"""
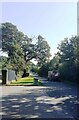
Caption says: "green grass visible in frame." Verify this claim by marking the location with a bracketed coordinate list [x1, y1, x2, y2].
[9, 76, 42, 86]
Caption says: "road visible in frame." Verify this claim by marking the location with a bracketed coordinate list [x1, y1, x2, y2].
[0, 80, 79, 120]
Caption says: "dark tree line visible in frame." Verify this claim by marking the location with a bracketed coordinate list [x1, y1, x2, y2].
[0, 22, 50, 74]
[40, 36, 79, 83]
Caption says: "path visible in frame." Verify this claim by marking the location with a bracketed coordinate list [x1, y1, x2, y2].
[0, 78, 78, 120]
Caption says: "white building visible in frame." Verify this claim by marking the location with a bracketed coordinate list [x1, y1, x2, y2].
[77, 1, 79, 36]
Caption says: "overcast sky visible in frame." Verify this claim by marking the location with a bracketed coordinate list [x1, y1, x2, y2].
[1, 2, 77, 58]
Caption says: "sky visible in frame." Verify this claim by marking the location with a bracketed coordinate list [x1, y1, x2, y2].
[0, 2, 77, 56]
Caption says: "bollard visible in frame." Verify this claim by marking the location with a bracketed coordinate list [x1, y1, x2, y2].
[34, 78, 38, 85]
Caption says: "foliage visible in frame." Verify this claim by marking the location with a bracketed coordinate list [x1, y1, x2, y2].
[0, 22, 50, 71]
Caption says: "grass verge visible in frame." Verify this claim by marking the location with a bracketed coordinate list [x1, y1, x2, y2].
[8, 76, 42, 86]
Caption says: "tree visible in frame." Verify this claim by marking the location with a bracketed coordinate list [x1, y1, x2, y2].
[0, 23, 25, 70]
[22, 35, 51, 67]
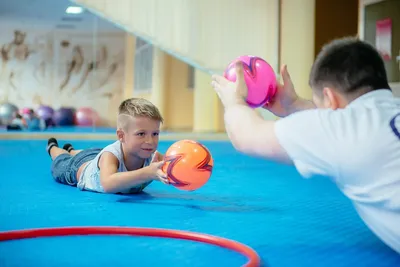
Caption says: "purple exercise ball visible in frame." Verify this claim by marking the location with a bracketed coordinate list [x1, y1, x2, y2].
[36, 105, 54, 120]
[53, 108, 75, 126]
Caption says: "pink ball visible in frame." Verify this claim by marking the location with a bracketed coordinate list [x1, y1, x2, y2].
[224, 56, 277, 108]
[19, 108, 31, 115]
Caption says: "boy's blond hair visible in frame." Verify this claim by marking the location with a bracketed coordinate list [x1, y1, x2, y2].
[117, 98, 164, 129]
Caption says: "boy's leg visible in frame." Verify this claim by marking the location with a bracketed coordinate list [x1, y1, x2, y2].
[47, 138, 77, 186]
[63, 144, 82, 156]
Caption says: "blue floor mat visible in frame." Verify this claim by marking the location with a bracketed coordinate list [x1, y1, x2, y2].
[0, 141, 400, 267]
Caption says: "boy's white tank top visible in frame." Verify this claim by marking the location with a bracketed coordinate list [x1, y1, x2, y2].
[77, 141, 156, 194]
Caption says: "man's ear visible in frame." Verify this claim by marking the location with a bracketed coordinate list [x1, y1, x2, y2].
[322, 87, 339, 110]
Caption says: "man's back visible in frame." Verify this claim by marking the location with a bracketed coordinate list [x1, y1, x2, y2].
[337, 90, 400, 253]
[275, 90, 400, 253]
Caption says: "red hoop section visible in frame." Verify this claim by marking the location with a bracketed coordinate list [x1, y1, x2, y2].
[0, 227, 261, 267]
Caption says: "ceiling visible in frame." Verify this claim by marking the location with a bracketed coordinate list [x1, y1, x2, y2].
[0, 0, 121, 31]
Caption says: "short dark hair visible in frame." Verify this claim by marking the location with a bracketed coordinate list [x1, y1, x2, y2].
[309, 37, 390, 95]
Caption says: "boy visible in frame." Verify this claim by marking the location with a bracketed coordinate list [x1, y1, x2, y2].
[212, 38, 400, 253]
[47, 98, 168, 193]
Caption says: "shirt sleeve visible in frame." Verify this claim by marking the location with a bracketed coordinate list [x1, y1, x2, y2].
[275, 109, 338, 178]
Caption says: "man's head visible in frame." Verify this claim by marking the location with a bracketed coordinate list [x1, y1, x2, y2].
[117, 98, 163, 158]
[310, 38, 390, 109]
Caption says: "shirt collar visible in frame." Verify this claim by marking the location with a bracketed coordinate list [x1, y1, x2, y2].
[349, 89, 394, 106]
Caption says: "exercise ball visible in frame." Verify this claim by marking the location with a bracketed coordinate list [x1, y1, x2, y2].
[19, 107, 31, 115]
[75, 107, 99, 126]
[53, 107, 75, 126]
[36, 105, 54, 120]
[0, 103, 19, 125]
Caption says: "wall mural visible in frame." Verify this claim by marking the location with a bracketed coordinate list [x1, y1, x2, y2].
[0, 25, 125, 125]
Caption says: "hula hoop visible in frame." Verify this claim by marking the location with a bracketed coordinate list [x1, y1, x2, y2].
[0, 227, 261, 267]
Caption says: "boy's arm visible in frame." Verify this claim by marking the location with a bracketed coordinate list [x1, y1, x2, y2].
[99, 152, 152, 193]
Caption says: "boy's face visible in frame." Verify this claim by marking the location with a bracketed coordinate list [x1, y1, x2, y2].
[117, 117, 161, 159]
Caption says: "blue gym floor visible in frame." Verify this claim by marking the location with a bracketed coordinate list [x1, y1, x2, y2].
[0, 140, 400, 267]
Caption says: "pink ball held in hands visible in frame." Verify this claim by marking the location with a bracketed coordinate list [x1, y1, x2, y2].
[224, 56, 277, 108]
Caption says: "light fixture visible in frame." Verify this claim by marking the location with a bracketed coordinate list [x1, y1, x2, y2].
[65, 6, 83, 14]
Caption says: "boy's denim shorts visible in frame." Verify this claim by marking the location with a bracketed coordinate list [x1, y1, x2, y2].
[51, 148, 102, 186]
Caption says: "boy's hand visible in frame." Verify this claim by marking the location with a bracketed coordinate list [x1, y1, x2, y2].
[148, 161, 169, 184]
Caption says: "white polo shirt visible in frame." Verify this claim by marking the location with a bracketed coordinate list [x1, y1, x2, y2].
[275, 90, 400, 253]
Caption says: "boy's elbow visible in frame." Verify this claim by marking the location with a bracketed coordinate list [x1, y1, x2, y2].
[101, 178, 117, 194]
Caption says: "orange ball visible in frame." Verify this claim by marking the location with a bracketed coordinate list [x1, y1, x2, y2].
[162, 140, 214, 191]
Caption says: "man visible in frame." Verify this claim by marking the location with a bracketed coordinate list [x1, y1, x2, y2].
[212, 38, 400, 253]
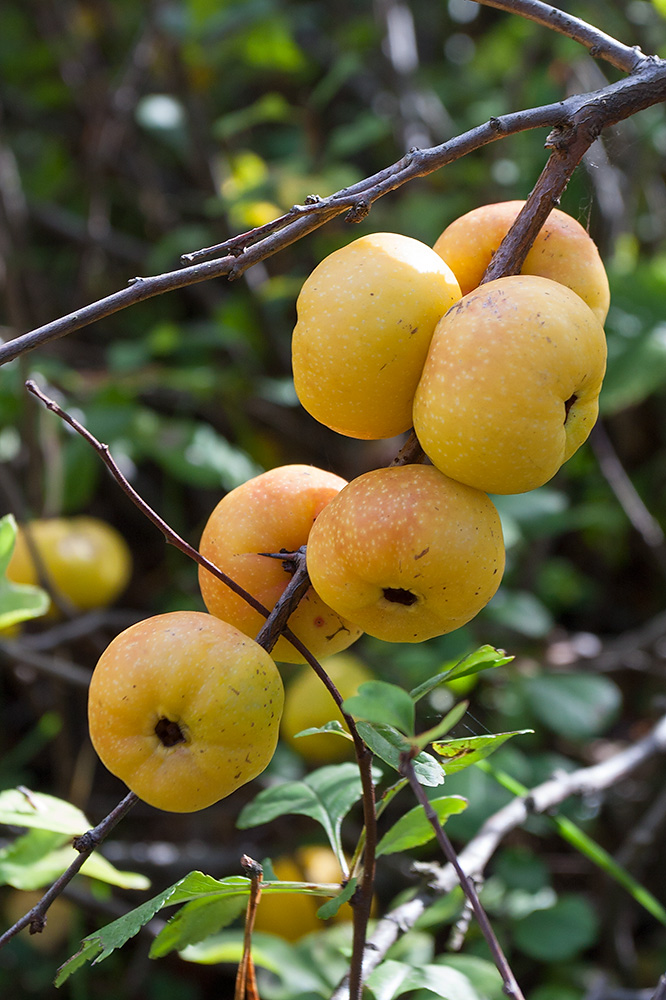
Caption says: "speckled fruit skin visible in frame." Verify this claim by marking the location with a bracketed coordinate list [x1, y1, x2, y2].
[7, 516, 132, 611]
[292, 233, 460, 439]
[199, 465, 361, 663]
[307, 465, 504, 642]
[434, 201, 610, 324]
[414, 275, 606, 493]
[88, 611, 284, 812]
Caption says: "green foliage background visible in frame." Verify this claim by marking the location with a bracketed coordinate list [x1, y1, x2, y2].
[0, 0, 666, 1000]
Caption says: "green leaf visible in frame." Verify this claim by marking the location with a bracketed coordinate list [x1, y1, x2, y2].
[236, 763, 378, 858]
[342, 681, 414, 736]
[409, 646, 513, 701]
[356, 722, 444, 788]
[410, 701, 469, 748]
[294, 719, 352, 740]
[0, 788, 91, 837]
[0, 830, 150, 889]
[179, 930, 295, 976]
[478, 761, 666, 925]
[432, 729, 534, 774]
[317, 878, 358, 920]
[0, 514, 18, 576]
[367, 959, 486, 1000]
[150, 893, 249, 958]
[55, 872, 250, 986]
[0, 830, 67, 889]
[524, 673, 622, 740]
[0, 514, 51, 629]
[377, 795, 467, 856]
[366, 958, 413, 1000]
[513, 894, 599, 962]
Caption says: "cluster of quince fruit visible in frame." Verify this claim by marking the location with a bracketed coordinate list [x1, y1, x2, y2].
[83, 202, 609, 811]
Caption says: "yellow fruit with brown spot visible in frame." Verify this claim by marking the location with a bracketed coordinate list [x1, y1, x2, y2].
[292, 233, 460, 439]
[414, 275, 606, 493]
[280, 652, 373, 766]
[307, 465, 504, 642]
[88, 611, 284, 812]
[199, 465, 361, 663]
[7, 516, 132, 611]
[434, 195, 610, 324]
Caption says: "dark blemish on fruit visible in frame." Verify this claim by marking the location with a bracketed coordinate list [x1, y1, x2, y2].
[383, 587, 418, 608]
[155, 718, 187, 747]
[325, 624, 349, 642]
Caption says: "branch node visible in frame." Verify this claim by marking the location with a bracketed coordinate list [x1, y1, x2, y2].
[345, 198, 370, 222]
[72, 830, 98, 854]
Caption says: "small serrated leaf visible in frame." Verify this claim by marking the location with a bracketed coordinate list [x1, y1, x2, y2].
[356, 722, 444, 788]
[410, 645, 513, 702]
[55, 871, 251, 986]
[432, 729, 534, 774]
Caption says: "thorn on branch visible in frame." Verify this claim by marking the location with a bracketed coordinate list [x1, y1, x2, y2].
[345, 198, 370, 222]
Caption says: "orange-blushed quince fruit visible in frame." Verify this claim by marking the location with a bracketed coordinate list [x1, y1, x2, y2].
[414, 275, 606, 493]
[307, 465, 504, 642]
[7, 515, 132, 611]
[434, 195, 610, 324]
[88, 611, 284, 812]
[292, 233, 460, 439]
[280, 652, 374, 766]
[199, 465, 361, 663]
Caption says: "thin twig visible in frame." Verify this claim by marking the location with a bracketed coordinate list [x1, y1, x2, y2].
[0, 57, 666, 364]
[400, 751, 525, 1000]
[479, 0, 648, 73]
[0, 792, 139, 948]
[331, 715, 666, 1000]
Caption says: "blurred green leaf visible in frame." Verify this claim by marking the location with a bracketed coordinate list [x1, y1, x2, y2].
[485, 589, 555, 639]
[513, 894, 599, 962]
[0, 829, 150, 889]
[0, 788, 91, 837]
[0, 514, 51, 631]
[377, 795, 467, 856]
[523, 673, 622, 740]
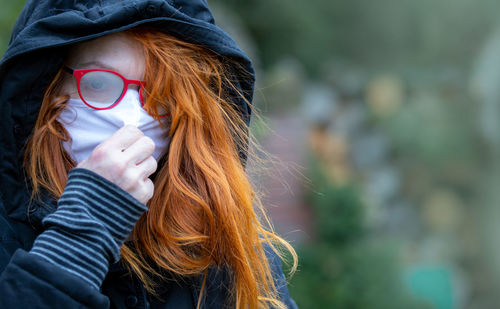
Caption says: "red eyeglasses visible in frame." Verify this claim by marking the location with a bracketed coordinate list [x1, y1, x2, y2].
[64, 67, 168, 117]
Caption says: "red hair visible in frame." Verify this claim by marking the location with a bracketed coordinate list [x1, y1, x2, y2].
[25, 28, 297, 308]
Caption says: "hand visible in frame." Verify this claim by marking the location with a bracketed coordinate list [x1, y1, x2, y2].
[77, 125, 157, 204]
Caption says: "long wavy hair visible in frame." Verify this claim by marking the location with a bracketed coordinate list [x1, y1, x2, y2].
[25, 27, 297, 308]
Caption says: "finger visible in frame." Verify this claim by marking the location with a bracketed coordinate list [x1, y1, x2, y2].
[123, 136, 155, 165]
[102, 125, 144, 151]
[137, 157, 158, 180]
[131, 178, 154, 204]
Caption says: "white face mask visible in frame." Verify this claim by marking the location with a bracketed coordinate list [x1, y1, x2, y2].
[57, 89, 170, 163]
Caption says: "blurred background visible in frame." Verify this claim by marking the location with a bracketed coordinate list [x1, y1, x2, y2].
[4, 0, 500, 309]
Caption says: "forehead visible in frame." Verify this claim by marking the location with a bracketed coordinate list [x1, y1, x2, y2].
[66, 33, 145, 79]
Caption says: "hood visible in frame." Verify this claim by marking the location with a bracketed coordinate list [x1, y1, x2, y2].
[0, 0, 255, 227]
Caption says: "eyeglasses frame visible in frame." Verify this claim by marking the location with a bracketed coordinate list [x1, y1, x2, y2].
[64, 66, 146, 110]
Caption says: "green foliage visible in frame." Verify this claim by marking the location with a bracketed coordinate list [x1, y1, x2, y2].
[214, 0, 500, 73]
[290, 156, 431, 309]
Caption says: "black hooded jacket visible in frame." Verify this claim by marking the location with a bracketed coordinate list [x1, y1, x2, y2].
[0, 0, 296, 308]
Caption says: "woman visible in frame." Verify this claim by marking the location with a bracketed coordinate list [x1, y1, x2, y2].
[0, 0, 295, 308]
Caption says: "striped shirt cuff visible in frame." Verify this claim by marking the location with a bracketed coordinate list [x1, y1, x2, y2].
[30, 168, 147, 289]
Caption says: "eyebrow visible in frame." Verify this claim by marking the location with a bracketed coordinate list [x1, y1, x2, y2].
[76, 60, 118, 72]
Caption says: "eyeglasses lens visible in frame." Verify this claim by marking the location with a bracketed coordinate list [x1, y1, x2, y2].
[80, 71, 124, 108]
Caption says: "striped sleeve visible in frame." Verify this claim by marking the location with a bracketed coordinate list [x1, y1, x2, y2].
[30, 168, 147, 289]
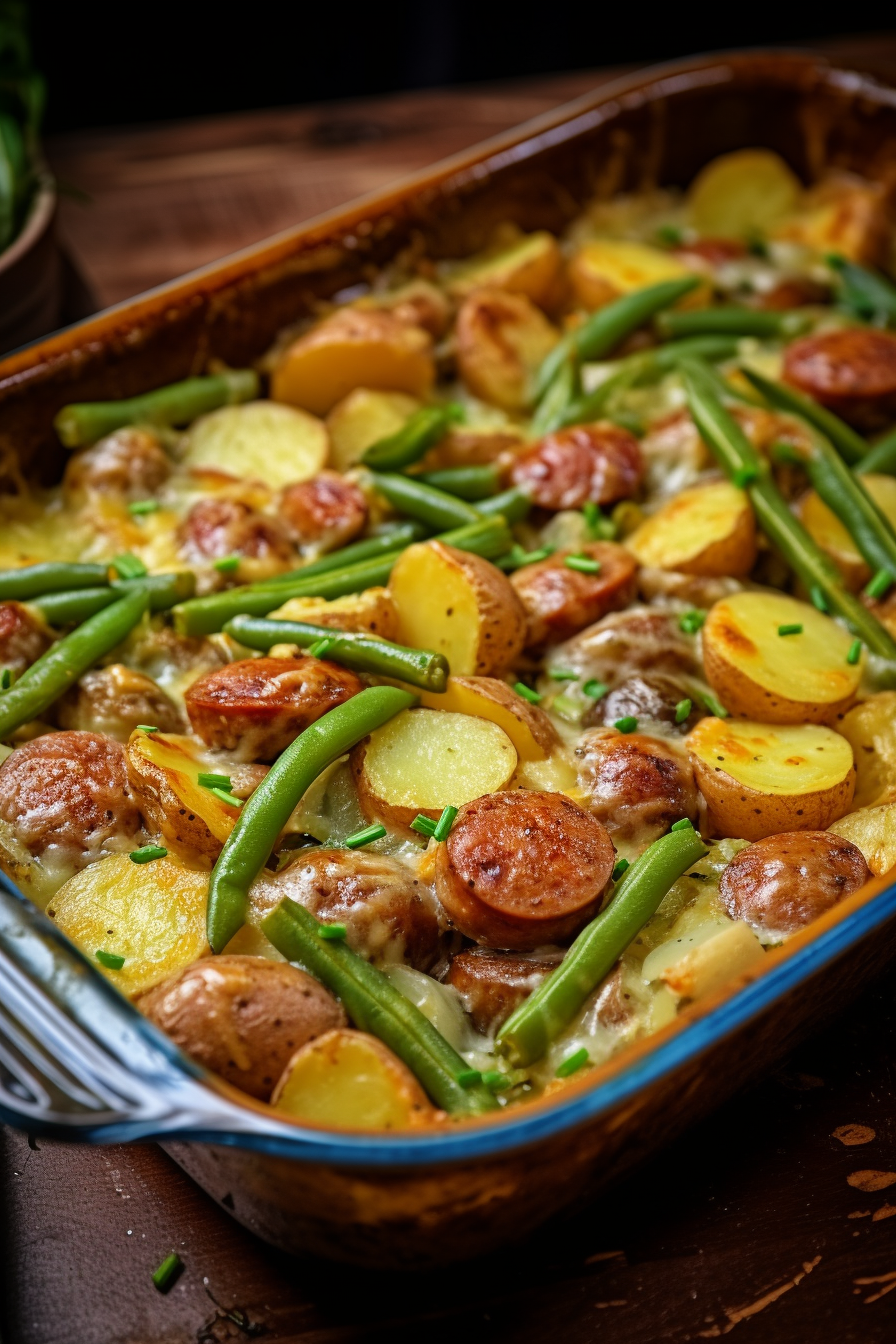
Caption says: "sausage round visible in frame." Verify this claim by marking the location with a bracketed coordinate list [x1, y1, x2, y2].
[435, 789, 615, 952]
[0, 732, 141, 868]
[184, 657, 363, 761]
[512, 421, 643, 511]
[785, 327, 896, 429]
[719, 831, 870, 937]
[510, 542, 638, 650]
[575, 728, 697, 845]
"""
_Task description_
Turn the stretch that opens with the line containing "elbow visible in" and closes with the line containing "[162, 140, 214, 191]", both ends included, into a numbered list, omitting blank lines.

_Exercise response_
1. Caption says: "boy's elbow visible in frame." Verify this claim by marking the location with a bracketed coordinate list [x1, y1, x2, y2].
2. [101, 178, 117, 194]
3. Caption says: "orange ball visible in frame." Verify this claim by marking the location with a bracketed coordinate list [x1, y1, x2, y2].
4. [162, 140, 214, 191]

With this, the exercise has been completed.